##### Text shown
When I was leaving for Mountain Muhavura last Friday, I wrote a braggy facebook update daring the mountain to become steeper because I felt I needed a proper challenge to help me forget the week I had had. I got a challenge alright. As I write this, I have one cracked fibula and a body that is still bruised from the various ways I had to contort it as I climbed.
Have you ever exerted yourself so much that even your elbows sweat? Has your body ever given out so deeply that your mind stops recording your life? This is what happened. Halfway up the mountain, I stopped noticing things. I placed one foot after the other like every zombie in every zombie flick you have seen.
If the journey up takes away all of your energy, the journey down steals your patience. I began to fast-walk, and then slow-jog down the mountain. I had become bored with my pace and also competitive. It gets old, watching person after person overtake you. I also wanted to feel fit.
When my knee cracked back and I heard that pop, I fell down and wailed like a heartbroken actor in a Telenovella.
My poor limb. First, it had been ravaged by the spider mites on my herb patch, making it scar so much that I look like I’m wearing polka dotted stockings, and now I had broken it. Central to my weeping was that I would not be able to dance that night. A trip to a new place is not complete for me if I haven’t jiggled my limbs to its music! I was full of despair. Somehow, I got off the mountain. Somehow, I danced. Somehow, my moves did not make my leg break clean in half.
When I got to Kampala, my first stop was a hospital in Ntinda that I have been asked to please not name. The medical insurance I have is tied to that place. With the help of my nkoni, I hobbled up the stairs right into a nightmare. I have never encountered such confusion or rudeness. I should have run right out when I saw that the doctor was wearing a tiny pink dress top leggings and strappy sandals. You guys, I work in Advertising. That is my uniform. When clients see me, they go, Oh! This one must be full of crazy ideas. That is NOT what you want to be thinking about your doctor.
Fortunately for me, she didn’t seem to have any ideas at all, good or bad and after 30 minutes of spastic, disinterested and distracted service, I was sent away with diclofenac and instructions to return for a session with the ‘sonographer’. The next day, the receptionist informed me that I would need authorization from my office to see this sonoperson. After two hours, she snappily informed me that my office hadn’t called back with the authorization. Now I know the fault wasn’t hers and reserve a big helping of side-eye for my office admin, but surely she could have let me know an hour earlier. I shook my crutch at them all and limped out of their establishment.
##########
##### Information supplied
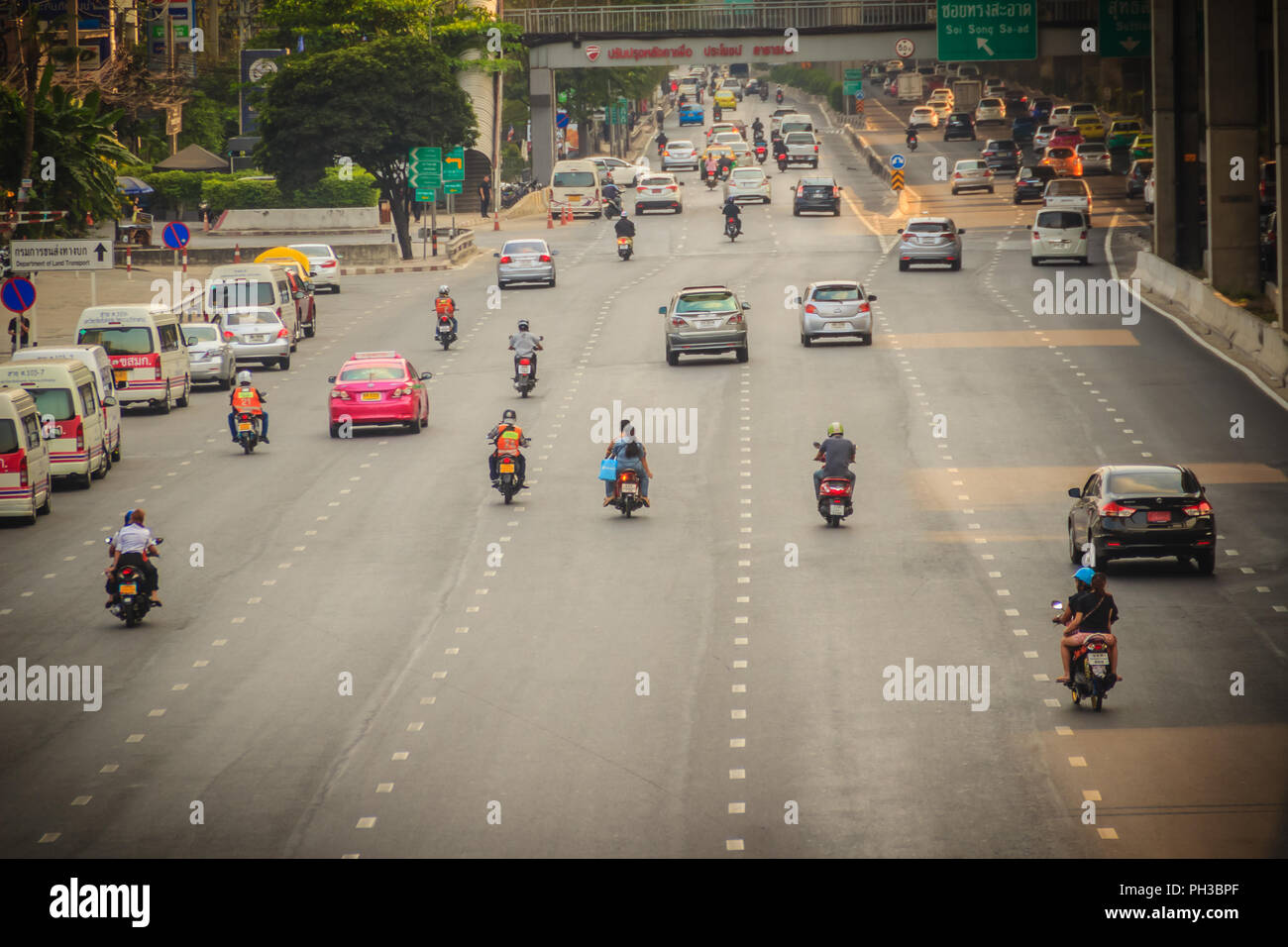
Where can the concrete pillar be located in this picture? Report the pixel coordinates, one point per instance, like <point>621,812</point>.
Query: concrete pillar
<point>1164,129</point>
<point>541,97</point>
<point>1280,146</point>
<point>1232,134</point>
##########
##### Information supplied
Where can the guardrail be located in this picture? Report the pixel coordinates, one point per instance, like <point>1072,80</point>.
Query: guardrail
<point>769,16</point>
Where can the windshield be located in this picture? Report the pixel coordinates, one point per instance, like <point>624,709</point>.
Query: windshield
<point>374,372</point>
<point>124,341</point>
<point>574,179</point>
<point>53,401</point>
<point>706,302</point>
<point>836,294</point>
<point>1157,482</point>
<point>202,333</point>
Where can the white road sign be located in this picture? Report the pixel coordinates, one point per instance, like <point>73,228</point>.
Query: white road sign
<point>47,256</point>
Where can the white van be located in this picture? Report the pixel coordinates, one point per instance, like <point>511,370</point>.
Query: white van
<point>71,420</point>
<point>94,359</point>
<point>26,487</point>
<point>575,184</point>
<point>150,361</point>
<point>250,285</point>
##########
List every named place that appears in the account of the Muhavura climb above.

Task solution
Mountain Muhavura, Kampala, Ntinda